▶ _ENTRIES_:
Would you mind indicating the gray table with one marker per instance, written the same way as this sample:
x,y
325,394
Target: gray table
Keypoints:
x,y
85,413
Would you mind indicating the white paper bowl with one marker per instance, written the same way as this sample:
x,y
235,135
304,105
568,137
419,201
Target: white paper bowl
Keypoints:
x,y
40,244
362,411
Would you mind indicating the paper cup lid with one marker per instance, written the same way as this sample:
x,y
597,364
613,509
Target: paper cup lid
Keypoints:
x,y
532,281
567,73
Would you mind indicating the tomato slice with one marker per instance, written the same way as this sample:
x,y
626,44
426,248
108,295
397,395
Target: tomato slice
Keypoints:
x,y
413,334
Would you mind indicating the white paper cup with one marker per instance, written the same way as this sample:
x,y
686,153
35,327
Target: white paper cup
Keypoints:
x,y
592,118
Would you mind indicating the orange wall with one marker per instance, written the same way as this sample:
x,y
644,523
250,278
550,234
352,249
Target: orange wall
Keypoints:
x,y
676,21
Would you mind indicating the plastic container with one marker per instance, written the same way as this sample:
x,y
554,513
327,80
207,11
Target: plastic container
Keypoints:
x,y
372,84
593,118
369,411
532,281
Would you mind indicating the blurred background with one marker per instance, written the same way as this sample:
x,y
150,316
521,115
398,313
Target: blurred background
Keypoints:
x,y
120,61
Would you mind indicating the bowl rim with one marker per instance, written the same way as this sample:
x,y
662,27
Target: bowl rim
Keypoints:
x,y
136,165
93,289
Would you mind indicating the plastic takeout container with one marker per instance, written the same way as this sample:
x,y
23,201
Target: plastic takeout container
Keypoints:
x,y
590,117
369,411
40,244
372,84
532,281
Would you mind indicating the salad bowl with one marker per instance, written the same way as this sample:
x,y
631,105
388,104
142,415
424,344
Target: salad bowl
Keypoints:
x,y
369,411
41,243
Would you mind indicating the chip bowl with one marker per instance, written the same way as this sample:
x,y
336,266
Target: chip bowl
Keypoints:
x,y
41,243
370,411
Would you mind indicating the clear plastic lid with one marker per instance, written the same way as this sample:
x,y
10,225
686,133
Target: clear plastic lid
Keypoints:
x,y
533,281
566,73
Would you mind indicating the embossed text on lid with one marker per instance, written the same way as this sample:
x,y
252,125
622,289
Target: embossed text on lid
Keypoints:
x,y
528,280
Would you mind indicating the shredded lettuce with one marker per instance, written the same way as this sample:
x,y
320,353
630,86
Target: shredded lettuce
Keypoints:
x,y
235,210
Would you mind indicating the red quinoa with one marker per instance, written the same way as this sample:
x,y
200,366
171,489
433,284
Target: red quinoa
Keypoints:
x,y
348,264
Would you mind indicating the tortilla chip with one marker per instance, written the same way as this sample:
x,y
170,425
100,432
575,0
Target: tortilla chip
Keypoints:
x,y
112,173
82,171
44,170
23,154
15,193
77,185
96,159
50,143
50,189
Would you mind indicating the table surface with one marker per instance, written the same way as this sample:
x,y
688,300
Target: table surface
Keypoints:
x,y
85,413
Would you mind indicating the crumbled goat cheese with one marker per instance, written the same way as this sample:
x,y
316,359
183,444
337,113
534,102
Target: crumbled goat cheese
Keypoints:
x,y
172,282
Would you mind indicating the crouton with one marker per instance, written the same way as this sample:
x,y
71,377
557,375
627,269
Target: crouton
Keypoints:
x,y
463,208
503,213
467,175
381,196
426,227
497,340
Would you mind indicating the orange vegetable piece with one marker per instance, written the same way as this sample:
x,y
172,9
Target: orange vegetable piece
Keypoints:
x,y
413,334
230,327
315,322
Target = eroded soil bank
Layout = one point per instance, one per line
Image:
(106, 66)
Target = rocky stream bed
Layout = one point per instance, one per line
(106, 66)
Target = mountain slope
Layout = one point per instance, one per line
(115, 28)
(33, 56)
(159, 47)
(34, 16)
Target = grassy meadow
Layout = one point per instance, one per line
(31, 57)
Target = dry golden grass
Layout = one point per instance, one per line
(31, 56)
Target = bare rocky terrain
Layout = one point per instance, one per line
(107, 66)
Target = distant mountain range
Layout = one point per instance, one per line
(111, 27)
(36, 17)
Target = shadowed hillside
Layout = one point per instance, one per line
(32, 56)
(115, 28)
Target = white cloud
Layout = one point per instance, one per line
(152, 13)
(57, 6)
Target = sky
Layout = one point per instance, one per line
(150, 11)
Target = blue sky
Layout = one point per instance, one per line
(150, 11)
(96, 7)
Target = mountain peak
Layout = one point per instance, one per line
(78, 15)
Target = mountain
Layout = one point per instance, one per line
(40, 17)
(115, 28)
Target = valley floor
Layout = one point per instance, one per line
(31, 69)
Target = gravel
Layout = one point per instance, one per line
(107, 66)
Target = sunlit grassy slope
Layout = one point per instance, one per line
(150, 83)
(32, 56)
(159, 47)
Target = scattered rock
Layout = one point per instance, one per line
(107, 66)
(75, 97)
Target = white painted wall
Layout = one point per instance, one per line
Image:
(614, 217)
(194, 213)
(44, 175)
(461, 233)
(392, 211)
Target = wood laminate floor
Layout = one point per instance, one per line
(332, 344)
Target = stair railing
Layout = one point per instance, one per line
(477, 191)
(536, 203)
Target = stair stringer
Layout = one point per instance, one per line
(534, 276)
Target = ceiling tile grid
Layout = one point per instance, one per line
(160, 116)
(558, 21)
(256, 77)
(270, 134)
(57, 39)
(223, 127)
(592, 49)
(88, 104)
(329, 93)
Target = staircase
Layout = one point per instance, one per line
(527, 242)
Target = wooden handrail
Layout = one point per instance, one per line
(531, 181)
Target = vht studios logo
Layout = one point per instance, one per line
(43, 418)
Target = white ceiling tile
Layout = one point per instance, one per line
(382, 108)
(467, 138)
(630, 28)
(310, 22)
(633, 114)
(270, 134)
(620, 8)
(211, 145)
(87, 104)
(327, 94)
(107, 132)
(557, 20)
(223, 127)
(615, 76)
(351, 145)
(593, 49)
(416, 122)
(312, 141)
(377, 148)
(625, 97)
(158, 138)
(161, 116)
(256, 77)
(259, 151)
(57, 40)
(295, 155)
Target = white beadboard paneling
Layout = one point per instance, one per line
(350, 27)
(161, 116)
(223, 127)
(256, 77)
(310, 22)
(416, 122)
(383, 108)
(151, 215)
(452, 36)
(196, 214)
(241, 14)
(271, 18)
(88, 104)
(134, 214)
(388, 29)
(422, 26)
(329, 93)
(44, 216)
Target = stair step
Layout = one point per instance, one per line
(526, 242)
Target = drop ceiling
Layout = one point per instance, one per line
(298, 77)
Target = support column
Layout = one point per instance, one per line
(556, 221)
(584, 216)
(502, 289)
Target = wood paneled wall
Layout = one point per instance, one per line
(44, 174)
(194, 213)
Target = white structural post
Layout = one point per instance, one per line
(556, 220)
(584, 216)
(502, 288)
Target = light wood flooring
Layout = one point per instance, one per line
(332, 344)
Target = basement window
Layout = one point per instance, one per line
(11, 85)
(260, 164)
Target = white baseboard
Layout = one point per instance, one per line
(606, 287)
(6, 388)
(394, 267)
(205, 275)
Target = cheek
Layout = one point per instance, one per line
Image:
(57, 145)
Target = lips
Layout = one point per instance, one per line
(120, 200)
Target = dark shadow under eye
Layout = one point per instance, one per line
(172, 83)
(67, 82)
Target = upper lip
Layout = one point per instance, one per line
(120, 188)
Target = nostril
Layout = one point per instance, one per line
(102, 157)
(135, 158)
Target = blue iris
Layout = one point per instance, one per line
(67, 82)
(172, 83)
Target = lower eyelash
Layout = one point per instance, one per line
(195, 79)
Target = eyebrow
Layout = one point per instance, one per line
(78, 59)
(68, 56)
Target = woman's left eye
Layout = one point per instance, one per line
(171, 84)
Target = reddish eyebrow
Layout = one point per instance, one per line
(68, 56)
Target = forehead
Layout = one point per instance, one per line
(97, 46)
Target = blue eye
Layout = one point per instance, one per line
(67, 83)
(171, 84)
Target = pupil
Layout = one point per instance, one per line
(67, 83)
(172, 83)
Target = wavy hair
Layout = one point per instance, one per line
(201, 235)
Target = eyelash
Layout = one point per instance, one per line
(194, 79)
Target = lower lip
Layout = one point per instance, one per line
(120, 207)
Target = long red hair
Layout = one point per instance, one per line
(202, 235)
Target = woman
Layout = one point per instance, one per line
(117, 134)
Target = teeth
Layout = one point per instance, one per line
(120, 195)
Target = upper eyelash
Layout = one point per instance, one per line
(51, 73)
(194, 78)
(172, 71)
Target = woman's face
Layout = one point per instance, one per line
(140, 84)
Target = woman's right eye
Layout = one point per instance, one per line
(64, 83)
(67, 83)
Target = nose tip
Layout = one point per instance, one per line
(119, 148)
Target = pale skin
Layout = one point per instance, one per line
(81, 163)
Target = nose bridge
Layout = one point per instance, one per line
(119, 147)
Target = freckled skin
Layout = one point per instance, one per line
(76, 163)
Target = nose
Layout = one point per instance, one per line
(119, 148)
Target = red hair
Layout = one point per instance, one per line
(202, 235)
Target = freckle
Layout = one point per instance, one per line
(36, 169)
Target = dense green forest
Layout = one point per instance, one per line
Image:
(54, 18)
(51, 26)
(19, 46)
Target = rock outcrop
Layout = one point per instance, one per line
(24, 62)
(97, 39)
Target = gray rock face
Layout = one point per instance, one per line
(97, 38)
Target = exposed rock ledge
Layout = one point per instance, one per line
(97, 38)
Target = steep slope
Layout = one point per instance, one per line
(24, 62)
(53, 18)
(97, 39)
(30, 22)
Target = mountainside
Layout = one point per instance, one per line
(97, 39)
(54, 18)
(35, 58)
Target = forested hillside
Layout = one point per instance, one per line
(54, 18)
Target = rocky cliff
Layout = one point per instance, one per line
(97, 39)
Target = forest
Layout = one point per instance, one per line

▶ _GOAL_: Write out the lines of the listing above, starting at the line that contains "Target = dense green forest" and ending at the last line of the listing, both included.

▶ _RESPONSE_:
Target = dense green forest
Layout = one point per instance, one per line
Image:
(54, 18)
(51, 26)
(19, 46)
Target = rock outcrop
Layout = one point per instance, one per line
(24, 62)
(97, 39)
Target = gray rock face
Layout = one point per instance, one per line
(97, 38)
Target = exposed rock ledge
Layout = one point per instance, one per line
(97, 38)
Target = steep slope
Layout = one point per instance, one per line
(24, 62)
(53, 18)
(97, 39)
(30, 22)
Target = mountainside
Layout = one point per instance, one per line
(97, 39)
(54, 18)
(35, 58)
Target = forested hillside
Layout = one point per instance, one per line
(54, 18)
Target = rocky cliff
Layout = one point per instance, one per line
(97, 39)
Target = forest
Layout = one point per instance, one per line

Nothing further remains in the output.